EXERCISE INSTRUCTIONS
Scan the material for the string "this" and copy out every line in which it occurs.

EXERCISE MATERIALS
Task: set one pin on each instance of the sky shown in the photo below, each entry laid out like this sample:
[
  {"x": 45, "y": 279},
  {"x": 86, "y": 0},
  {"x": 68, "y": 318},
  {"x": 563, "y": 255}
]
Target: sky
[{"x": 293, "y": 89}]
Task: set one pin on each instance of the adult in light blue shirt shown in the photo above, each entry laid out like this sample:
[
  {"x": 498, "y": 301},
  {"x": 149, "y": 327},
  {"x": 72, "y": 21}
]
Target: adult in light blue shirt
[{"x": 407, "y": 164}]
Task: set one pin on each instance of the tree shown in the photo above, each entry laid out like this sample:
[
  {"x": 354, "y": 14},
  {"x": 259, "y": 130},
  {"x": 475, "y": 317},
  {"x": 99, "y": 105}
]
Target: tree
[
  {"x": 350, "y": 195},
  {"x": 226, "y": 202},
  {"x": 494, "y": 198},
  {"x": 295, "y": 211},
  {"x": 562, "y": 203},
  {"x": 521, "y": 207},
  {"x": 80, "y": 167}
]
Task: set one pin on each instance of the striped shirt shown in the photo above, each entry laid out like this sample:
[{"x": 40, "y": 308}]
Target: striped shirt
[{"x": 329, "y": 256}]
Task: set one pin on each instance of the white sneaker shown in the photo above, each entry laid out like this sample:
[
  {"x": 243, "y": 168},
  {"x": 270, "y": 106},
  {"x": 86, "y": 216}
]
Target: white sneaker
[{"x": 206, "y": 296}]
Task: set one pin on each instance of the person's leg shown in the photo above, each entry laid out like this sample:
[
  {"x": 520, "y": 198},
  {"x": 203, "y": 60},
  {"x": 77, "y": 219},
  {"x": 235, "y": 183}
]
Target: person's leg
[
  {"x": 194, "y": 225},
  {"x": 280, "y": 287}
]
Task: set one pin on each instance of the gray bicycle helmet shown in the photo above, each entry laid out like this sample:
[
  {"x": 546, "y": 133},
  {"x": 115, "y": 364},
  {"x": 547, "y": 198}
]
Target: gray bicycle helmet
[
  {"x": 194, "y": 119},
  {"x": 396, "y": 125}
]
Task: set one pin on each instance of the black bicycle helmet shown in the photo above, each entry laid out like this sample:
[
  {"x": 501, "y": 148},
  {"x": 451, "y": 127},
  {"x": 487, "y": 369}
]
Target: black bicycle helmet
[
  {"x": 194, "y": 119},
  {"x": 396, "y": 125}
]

RESPONSE TO THE TASK
Task: set one pin on each instance of the sky shown in the photo below, each entry laid out like this sample:
Task: set one pin on each instance of the adult in light blue shirt shown in the photo above, each entry laid out like this sample:
Task: set one pin on each instance of the tree shown in the photo above, each entry laid out like this sample:
Task: set one pin on each instance of the striped shirt shown in the photo above, each entry laid out like this sample:
Task: set one pin on each instance of the white sneaker shown in the photo above, each entry laid out like this sample:
Task: set one pin on each instance of the person's leg shown in the photo above, each entry laid out like this sample:
Task: set one pin on each instance of the gray bicycle helmet shown in the photo above, each entry laid out like this sample:
Task: set one pin on each instance of the black bicycle helmet shown in the photo above, each entry laid out like this sample:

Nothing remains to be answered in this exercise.